Exercise requirements: Pull out the stretch of the items from the very start through the line containing "[(173, 157), (209, 27), (221, 156), (13, 313)]", and reproduce those lines verbatim, both ends included.

--- Start of Extracted data ---

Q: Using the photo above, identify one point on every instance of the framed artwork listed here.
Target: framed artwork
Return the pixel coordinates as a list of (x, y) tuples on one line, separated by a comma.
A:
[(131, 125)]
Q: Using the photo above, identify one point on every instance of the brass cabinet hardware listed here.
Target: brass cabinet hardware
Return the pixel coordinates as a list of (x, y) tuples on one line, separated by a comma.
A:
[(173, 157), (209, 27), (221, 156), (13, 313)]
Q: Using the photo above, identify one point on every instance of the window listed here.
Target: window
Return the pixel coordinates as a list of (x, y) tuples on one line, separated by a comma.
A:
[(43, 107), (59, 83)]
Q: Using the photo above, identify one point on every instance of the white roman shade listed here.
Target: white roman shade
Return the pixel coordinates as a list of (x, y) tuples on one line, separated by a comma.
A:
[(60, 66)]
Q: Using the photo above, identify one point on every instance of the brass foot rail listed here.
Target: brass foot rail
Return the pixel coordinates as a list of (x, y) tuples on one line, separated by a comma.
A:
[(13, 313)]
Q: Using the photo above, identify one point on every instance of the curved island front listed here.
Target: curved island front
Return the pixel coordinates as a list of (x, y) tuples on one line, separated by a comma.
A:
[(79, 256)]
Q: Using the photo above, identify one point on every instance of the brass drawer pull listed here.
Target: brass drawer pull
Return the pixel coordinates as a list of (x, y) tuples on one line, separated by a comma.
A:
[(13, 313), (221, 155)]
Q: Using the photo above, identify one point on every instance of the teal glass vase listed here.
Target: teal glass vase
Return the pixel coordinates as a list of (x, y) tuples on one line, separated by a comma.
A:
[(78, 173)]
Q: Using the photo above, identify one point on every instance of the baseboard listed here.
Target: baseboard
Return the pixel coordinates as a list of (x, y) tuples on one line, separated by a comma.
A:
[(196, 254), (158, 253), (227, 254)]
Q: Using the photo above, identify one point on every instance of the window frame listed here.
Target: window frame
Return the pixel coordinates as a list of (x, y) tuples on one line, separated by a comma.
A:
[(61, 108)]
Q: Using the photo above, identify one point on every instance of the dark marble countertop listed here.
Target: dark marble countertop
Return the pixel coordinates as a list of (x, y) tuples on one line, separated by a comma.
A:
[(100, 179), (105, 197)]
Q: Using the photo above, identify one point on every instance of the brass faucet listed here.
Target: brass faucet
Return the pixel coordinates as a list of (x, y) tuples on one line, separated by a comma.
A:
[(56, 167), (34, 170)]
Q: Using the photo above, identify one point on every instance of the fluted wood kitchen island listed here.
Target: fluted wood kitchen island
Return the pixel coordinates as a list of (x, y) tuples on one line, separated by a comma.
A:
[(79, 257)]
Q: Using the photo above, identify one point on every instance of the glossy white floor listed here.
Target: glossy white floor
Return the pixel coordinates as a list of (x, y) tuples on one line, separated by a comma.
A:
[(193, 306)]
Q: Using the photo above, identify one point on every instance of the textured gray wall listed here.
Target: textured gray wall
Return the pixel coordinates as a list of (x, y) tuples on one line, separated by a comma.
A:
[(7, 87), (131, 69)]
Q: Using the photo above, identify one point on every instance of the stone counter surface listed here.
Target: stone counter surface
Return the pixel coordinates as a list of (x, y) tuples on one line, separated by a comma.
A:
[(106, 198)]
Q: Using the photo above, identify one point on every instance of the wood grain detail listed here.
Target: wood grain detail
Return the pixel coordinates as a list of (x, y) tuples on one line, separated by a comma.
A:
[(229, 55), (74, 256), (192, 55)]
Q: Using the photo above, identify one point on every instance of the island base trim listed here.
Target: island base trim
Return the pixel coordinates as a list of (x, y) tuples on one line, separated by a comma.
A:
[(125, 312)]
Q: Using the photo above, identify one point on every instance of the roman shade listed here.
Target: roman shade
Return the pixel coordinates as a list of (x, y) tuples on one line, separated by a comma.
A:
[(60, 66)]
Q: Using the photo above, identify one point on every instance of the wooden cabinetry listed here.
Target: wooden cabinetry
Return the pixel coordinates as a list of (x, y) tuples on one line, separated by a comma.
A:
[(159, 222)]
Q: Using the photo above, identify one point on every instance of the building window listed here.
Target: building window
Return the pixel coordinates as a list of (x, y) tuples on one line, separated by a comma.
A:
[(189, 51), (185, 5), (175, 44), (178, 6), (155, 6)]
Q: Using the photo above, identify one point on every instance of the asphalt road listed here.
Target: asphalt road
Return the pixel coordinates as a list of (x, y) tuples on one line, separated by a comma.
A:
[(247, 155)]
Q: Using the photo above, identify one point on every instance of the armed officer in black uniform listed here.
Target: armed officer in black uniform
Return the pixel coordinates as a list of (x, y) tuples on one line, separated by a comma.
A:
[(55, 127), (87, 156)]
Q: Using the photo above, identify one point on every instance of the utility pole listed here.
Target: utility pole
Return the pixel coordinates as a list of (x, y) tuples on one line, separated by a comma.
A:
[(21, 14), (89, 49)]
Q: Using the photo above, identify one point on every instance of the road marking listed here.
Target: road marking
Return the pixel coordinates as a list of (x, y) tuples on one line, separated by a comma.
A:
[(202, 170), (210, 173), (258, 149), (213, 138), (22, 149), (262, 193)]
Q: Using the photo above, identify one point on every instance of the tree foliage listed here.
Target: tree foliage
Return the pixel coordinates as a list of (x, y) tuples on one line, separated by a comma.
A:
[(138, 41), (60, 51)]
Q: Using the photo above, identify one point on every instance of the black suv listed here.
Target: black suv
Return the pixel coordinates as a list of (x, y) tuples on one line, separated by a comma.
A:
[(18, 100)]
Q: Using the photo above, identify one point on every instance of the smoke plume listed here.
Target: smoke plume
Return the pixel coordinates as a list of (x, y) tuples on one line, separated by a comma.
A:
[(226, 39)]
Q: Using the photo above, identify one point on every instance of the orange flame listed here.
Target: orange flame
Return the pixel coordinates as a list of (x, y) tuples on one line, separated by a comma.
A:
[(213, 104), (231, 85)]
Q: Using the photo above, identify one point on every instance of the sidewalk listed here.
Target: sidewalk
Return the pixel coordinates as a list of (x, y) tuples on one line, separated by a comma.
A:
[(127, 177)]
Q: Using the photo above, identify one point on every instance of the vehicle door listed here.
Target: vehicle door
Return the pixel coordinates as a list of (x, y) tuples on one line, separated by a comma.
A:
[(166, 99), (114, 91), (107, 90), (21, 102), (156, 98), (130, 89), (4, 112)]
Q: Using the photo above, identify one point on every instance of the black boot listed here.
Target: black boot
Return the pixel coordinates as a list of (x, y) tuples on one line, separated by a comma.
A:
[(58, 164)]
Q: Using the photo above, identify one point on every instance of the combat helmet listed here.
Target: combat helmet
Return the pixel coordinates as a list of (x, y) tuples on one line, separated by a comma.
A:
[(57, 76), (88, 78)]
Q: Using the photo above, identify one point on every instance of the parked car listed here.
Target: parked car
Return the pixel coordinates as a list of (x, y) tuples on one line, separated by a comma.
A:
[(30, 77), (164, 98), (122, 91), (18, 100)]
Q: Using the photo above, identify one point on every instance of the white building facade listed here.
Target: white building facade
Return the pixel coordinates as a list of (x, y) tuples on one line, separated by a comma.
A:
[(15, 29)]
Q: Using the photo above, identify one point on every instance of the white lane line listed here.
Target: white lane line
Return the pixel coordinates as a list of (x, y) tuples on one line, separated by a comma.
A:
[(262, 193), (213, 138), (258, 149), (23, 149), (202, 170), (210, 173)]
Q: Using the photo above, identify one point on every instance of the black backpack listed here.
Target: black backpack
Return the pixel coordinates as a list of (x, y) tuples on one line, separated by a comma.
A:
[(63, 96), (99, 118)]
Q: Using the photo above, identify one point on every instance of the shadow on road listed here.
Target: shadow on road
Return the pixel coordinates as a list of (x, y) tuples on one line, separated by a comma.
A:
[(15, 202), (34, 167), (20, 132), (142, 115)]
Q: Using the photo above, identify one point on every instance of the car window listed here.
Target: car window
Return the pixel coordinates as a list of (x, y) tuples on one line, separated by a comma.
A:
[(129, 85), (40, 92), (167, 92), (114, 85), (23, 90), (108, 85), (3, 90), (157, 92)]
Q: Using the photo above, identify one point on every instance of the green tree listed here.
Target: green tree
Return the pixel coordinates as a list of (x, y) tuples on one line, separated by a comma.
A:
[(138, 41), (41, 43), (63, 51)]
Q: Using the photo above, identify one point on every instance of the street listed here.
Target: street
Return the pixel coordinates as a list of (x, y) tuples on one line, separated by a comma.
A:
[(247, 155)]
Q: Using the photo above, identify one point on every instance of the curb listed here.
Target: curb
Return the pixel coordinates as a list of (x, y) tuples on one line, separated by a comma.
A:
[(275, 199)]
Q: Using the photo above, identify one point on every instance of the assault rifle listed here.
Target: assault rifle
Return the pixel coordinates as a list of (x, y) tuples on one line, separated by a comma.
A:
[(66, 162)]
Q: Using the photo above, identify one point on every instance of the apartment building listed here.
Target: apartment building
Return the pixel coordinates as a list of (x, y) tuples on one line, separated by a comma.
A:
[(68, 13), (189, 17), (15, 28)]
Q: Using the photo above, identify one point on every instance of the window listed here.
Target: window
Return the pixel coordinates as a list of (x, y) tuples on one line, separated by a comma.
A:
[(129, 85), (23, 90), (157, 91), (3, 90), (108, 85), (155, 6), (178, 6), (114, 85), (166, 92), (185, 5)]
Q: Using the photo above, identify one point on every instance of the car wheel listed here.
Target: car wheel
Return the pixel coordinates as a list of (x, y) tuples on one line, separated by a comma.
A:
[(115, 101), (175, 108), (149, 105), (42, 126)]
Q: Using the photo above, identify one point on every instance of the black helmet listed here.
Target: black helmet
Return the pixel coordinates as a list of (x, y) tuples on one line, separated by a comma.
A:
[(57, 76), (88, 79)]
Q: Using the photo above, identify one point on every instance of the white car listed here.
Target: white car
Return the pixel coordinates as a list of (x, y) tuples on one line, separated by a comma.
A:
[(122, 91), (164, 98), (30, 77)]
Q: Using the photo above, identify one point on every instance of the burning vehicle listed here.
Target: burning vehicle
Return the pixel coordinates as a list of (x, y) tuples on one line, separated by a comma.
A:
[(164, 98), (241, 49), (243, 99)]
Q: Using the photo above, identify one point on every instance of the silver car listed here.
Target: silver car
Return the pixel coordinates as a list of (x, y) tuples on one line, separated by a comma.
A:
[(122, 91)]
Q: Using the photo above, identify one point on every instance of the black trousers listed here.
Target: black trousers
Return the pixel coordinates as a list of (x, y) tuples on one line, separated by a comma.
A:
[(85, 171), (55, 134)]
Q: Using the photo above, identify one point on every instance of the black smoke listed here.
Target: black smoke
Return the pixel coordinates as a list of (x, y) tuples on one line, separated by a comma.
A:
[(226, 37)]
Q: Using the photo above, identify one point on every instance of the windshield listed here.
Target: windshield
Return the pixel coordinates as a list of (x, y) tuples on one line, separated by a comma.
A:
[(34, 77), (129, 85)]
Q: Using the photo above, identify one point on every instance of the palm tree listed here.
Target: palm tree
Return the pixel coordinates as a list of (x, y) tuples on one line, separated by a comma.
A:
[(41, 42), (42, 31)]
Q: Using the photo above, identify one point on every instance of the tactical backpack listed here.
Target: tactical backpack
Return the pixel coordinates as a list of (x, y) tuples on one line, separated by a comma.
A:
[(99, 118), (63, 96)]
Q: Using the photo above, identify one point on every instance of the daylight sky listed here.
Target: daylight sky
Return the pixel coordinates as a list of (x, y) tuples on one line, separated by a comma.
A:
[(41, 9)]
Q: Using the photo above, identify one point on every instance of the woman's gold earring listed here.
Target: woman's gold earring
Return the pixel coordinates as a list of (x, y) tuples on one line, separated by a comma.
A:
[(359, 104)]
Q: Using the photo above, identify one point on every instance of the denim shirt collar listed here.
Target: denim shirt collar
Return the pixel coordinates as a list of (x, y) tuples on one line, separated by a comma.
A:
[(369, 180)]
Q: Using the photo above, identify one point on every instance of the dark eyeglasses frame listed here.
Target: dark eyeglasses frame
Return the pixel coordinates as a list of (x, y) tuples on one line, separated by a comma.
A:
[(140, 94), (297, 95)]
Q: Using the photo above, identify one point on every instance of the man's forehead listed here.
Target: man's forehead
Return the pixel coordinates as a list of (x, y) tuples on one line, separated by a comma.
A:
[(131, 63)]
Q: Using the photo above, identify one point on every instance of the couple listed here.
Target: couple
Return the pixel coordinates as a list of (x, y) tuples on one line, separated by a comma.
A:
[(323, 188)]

--- End of Extracted data ---

Exercise answer:
Q: Using the photo above, identify one point on every instance of the framed artwork listed here.
Target: framed artwork
Return the pixel coordinates as a list of (x, y) tuples on one line, separated by a comma.
A:
[(131, 125)]
Q: Using the photo above, identify one point on every instance of the brass cabinet hardware listed here.
Target: brass cabinet hardware
Return the pixel coordinates as a list of (x, y) tuples on one line, separated by a comma.
A:
[(173, 157), (209, 27), (221, 156), (13, 313)]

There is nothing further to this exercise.